Data pulled from a collection:
::::::

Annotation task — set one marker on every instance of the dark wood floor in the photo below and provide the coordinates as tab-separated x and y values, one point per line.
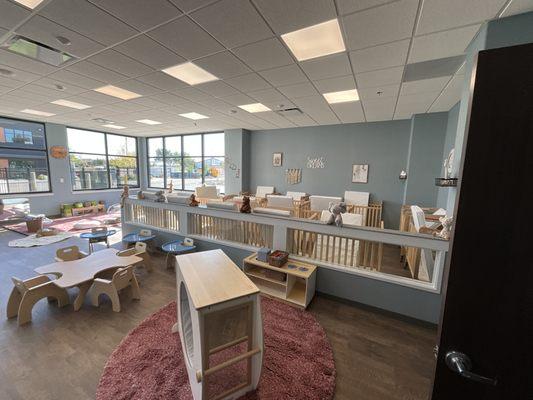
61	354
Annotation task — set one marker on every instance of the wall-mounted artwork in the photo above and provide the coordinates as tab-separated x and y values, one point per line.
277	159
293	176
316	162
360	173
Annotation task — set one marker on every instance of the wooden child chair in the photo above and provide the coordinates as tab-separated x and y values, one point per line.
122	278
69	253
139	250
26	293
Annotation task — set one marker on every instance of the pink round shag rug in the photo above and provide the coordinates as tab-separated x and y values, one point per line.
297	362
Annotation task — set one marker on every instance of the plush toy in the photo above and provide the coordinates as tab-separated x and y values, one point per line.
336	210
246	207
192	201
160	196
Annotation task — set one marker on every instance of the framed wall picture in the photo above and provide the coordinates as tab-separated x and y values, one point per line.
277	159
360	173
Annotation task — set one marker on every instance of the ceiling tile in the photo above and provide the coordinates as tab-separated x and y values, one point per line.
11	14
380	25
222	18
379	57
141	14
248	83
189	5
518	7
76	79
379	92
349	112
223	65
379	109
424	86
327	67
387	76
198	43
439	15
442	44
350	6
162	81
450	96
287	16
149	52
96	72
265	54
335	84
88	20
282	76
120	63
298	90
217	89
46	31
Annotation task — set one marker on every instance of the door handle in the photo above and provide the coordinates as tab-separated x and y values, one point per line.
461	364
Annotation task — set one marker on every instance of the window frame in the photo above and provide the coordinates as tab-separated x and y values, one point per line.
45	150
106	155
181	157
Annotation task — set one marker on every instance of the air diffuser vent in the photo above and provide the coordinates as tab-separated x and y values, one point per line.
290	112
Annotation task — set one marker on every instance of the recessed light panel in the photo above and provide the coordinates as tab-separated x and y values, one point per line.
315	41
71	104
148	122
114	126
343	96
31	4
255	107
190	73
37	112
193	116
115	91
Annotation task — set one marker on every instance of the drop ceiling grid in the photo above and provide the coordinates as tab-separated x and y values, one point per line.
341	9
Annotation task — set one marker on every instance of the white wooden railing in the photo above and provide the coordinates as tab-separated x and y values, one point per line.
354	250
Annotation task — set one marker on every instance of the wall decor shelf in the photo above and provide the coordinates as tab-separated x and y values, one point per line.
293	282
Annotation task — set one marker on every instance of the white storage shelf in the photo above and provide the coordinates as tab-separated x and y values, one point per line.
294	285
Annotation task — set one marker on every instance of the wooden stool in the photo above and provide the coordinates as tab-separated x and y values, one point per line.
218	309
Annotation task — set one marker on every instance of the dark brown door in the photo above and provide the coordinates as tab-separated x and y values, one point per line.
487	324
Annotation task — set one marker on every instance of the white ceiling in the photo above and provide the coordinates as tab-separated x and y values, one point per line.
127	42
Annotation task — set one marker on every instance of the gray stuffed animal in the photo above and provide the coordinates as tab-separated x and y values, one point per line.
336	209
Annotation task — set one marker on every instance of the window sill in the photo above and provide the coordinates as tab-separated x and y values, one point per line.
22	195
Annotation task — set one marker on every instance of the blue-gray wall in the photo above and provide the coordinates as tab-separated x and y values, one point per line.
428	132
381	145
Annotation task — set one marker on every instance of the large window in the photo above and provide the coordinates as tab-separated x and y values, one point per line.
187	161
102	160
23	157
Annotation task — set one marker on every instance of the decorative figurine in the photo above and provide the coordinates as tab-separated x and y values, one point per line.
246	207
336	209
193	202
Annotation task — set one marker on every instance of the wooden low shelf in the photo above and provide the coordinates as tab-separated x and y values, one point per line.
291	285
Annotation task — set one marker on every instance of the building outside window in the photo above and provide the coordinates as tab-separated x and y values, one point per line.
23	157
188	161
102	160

::::::

Render every line of the listing above as a Markdown table with the columns "No." and "Entry," numbering the rows and skipping blank lines. Omit the pictures from your table.

REPLY:
| No. | Entry |
|---|---|
| 1 | Annotation task — set one marker on every instance of the dark wood floor in the photo below and provide the coordinates as tab-separated x and y values, one point per line. |
| 2 | 61	354 |
| 3 | Annotation task — set one marker on every instance of the wall-mounted artwork in the photo above and provide the coordinates as tab-separated x and y values, one point per line. |
| 4 | 277	159 |
| 5 | 293	176 |
| 6 | 316	162 |
| 7 | 360	173 |
| 8 | Annotation task — set one marker on every instance of the wooden child chair in the photo above and provide the coordinates as tab-separated x and y values, one point per line. |
| 9 | 122	278 |
| 10 | 69	253 |
| 11 | 139	250 |
| 12 | 26	293 |
| 13 | Annotation task — set one marker on every instance of the pink round shag rug in the photo above and provide the coordinates as tab-separated x and y values, one point per line. |
| 14 | 297	362 |
| 15 | Annotation task — set one marker on every instance of the plush toy in the photo above and provide the coordinates as tab-separated x and y values, one point per line. |
| 16 | 336	210 |
| 17 | 246	207 |
| 18 | 192	201 |
| 19 | 160	196 |
| 20 | Annotation task — set one marker on every instance of the framed wall picture in the photo above and provide the coordinates as tab-separated x and y values, one point per line. |
| 21 | 277	159 |
| 22 | 360	173 |
| 23 | Annotation task — set one marker on every instance of the ceiling tile in the photo above and provide the coordinates as tab-separated x and y values, one point per line. |
| 24 | 11	14 |
| 25 | 380	25 |
| 26 | 222	18 |
| 27 | 379	57 |
| 28 | 141	14 |
| 29 | 248	83 |
| 30 | 189	5 |
| 31 | 518	7 |
| 32 | 76	79 |
| 33 | 379	92 |
| 34 | 349	112 |
| 35 | 223	65 |
| 36 | 379	109 |
| 37 | 424	86 |
| 38 | 327	67 |
| 39 | 387	76 |
| 40 | 198	43 |
| 41 | 439	15 |
| 42 | 442	44 |
| 43 | 350	6 |
| 44 | 162	81 |
| 45 | 450	96 |
| 46 | 287	16 |
| 47 | 149	52 |
| 48 | 96	72 |
| 49 | 265	54 |
| 50 | 335	84 |
| 51 | 88	20 |
| 52 | 282	76 |
| 53 | 120	63 |
| 54 | 298	90 |
| 55 | 217	89 |
| 56 | 46	31 |
| 57 | Annotation task — set one marker on every instance of the door handle in the photo above and provide the coordinates as tab-separated x and y values, one point per line. |
| 58 | 461	364 |
| 59 | Annotation task — set one marker on every instance of the window frame in the photo above and provide the coordinates as tab-separated x and y values, one point per line. |
| 60 | 45	150 |
| 61 | 106	155 |
| 62 | 181	157 |
| 63 | Annotation task — set one marker on every instance of the air diffuser vent in the photo above and provide the coordinates as tab-separated x and y values, one point per line. |
| 64 | 290	112 |
| 65 | Annotation task — set one marker on every instance of the recessed light panel in the photo above and provide the coordinates as tab-separated x and y values, one point per line. |
| 66 | 315	41 |
| 67 | 71	104 |
| 68 | 148	122 |
| 69 | 114	126 |
| 70 | 343	96 |
| 71 | 31	4 |
| 72 | 255	107 |
| 73 | 190	73 |
| 74 | 37	112 |
| 75 | 193	116 |
| 76 | 115	91 |
| 77 | Annotation task — set one marker on every instance of the drop ceiling grid in the photo above and provide the coordinates as tab-separated x and y values, one point per line. |
| 78 | 341	9 |
| 79 | Annotation task — set one marker on every instance of the white wooden railing in the photo above and provide the coordinates as tab-separated x and y values, one point per line. |
| 80 | 354	250 |
| 81 | Annotation task — set one marker on every instance of the wall decor shelf in the photo above and provide the coordinates as tab-separated x and y values, one point per line. |
| 82 | 293	282 |
| 83 | Annotation task — set one marker on every instance of the white storage shelf in the photo above and provide the coordinates as tab-separated x and y values, one point per line. |
| 84 | 294	285 |
| 85 | Annotation task — set one marker on every instance of the wooden stool in the photo above and provide the coordinates as tab-separated x and y values, one point per line. |
| 86 | 218	309 |
| 87 | Annotation task — set one marker on every instance of the dark brown door in the photo above and provide the coordinates as tab-separated x and y values, one point per line. |
| 88 | 487	324 |
| 89 | Annotation task — set one marker on every instance of the white ceiling in the photo above and provide the coordinates as tab-separated x and y values, one point per line. |
| 90 | 127	42 |
| 91 | Annotation task — set one marker on every instance of the gray stuffed animal in the photo above and provide the coordinates as tab-separated x and y values, one point per line. |
| 92 | 336	209 |
| 93 | Annotation task — set one marker on every instance of the window sill in the photo above and provide the coordinates as tab-separated x and y values, one point per line. |
| 94 | 22	195 |
| 95 | Annotation task — set one marker on every instance of the blue-gray wall in the photo above and provide the coordinates as tab-separated x and y values, one point per line. |
| 96 | 428	132 |
| 97 | 381	145 |
| 98 | Annotation task — set one marker on every instance of the large window in the photo above and provide the coordinates as tab-separated x and y values, one point per line. |
| 99 | 187	161 |
| 100 | 102	160 |
| 101 | 23	157 |
| 102 | Annotation task — set one marker on every instance of the decorative figurine in the photo above and provide the coordinates as tab-separated x and y values, one point per line. |
| 103 | 246	207 |
| 104 | 336	209 |
| 105 | 193	202 |
| 106 | Annotation task — set one marker on every instance of the wooden low shelf in the photo above and provide the coordinates as tab-separated x and y values, one point per line. |
| 107 | 291	285 |
| 108 | Annotation task — set one marker on every instance of the building outside window in the photo above and provide the coordinates as tab-separated x and y values, one point per line. |
| 109 | 23	157 |
| 110 | 188	161 |
| 111 | 102	160 |